EXTRACT ::

In the first half of this verse the apostle Peter proclaims that in those whom he addresses, and therefore in us, God's promise given through Moses at the conclusion of the covenant on Mount Sinai has been fulfilled (Ex. 19). But there it says that the promise concerns those who keep all the commandments given by God, the law of Moses. Do we keep them? And if we recall how Jesus interprets these commandments in His Sermon on the Mount (Matt. 5), our conscience should immediately accuse us. And there is no need to think that this is how things are now, while in the time of the apostles everything was in order. The books of Acts and of the apostolic letters testify that even then righteousness and sin, holiness and apostasy were mixed in people, members of the Church, just as in us. Why, then, does Peter write this?

There is one Man who did not break the law, who filled up and fulfilled all the commandments: God's Chosen One, our King and High Priest, Christ. In Him everything God promised in His covenant is accomplished, and all this becomes ours then, and only then, when we unite our life with the life of Christ, when we hand our life into His hands and allow Him to govern our life. We only need not to be "distracted" from Him, always to seek Him, to look to Him, as Peter did when he walked on the water toward Jesus (Matt. 14:29-31).

But Peter says something else as well. In this new life we have a task: to bring it to other people, to witness before them to how the Lord has changed our life, to manifest such light and such love that people may see through us the fullness of the perfection of the One who Himself is Light, Love, and Life.

RAW RECORDS ::

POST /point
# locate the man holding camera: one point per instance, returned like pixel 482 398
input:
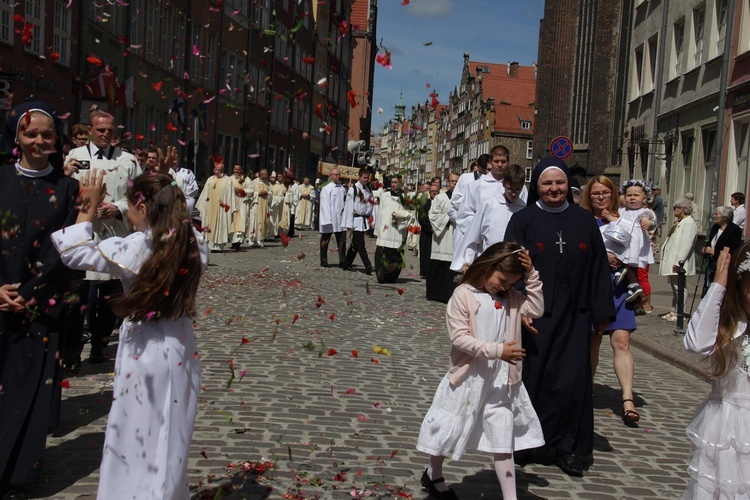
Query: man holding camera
pixel 118 167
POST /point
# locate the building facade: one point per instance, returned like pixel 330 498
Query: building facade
pixel 493 104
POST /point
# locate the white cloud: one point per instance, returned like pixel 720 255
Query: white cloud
pixel 430 8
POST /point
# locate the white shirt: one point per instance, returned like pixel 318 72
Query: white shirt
pixel 442 228
pixel 739 216
pixel 332 205
pixel 361 206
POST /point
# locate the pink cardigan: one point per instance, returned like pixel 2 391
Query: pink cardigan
pixel 461 317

EXERCISE ::
Write out word for word the passage of the commentary on Peter's verse from "There is one" to "Jesus (Matt. 14:29-31).".

TASK ANSWER ::
There is one Man who did not break the law, who filled up and fulfilled all the commandments: God's Chosen One, our King and High Priest, Christ. In Him everything God promised in His covenant is accomplished, and all this becomes ours then, and only then, when we unite our life with the life of Christ, when we hand our life into His hands and allow Him to govern our life. We only need not to be "distracted" from Him, always to seek Him, to look to Him, as Peter did when he walked on the water toward Jesus (Matt. 14:29-31).